▶ **练习目标**
从包含“bbox: large tree canopy”的那一行开始，一直到条目末尾为止（首尾两行均包括在内），将这些行以 Markdown 表格形式列出，列名为“序号”和“条目行”，空行不计入。

═════ 数据行 ═════

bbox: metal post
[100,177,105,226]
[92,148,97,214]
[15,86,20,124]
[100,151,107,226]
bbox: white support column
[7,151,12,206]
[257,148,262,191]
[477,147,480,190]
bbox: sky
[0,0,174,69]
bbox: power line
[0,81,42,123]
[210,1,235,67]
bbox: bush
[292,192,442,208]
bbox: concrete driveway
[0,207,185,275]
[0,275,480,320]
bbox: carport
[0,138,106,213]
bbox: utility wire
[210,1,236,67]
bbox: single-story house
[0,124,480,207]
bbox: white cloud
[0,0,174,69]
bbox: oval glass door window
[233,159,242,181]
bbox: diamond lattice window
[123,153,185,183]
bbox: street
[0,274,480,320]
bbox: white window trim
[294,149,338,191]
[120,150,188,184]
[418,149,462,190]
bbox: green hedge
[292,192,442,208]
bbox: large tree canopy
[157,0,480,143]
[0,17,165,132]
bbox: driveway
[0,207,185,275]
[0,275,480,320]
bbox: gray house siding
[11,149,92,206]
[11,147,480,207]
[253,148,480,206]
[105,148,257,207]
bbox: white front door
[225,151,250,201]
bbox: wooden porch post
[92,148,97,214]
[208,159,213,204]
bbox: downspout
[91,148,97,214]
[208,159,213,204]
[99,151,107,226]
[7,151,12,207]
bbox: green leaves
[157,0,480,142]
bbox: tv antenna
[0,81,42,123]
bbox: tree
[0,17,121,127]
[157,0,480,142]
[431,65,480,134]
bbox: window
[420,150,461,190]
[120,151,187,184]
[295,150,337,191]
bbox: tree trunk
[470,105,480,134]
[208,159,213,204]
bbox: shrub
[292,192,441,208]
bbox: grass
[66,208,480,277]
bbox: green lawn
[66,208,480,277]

═════

▶ **参考回答**
| 序号 | 条目行 |
|---|---|
| 1 | bbox: large tree canopy |
| 2 | [157,0,480,143] |
| 3 | [0,17,165,132] |
| 4 | bbox: driveway |
| 5 | [0,207,185,275] |
| 6 | [0,275,480,320] |
| 7 | bbox: gray house siding |
| 8 | [11,149,92,206] |
| 9 | [11,147,480,207] |
| 10 | [253,148,480,206] |
| 11 | [105,148,257,207] |
| 12 | bbox: white front door |
| 13 | [225,151,250,201] |
| 14 | bbox: wooden porch post |
| 15 | [92,148,97,214] |
| 16 | [208,159,213,204] |
| 17 | bbox: downspout |
| 18 | [91,148,97,214] |
| 19 | [208,159,213,204] |
| 20 | [99,151,107,226] |
| 21 | [7,151,12,207] |
| 22 | bbox: green leaves |
| 23 | [157,0,480,142] |
| 24 | bbox: tv antenna |
| 25 | [0,81,42,123] |
| 26 | bbox: tree |
| 27 | [0,17,121,127] |
| 28 | [157,0,480,142] |
| 29 | [431,65,480,134] |
| 30 | bbox: window |
| 31 | [420,150,461,190] |
| 32 | [120,151,187,184] |
| 33 | [295,150,337,191] |
| 34 | bbox: tree trunk |
| 35 | [470,105,480,134] |
| 36 | [208,159,213,204] |
| 37 | bbox: shrub |
| 38 | [292,192,441,208] |
| 39 | bbox: grass |
| 40 | [66,208,480,277] |
| 41 | bbox: green lawn |
| 42 | [66,208,480,277] |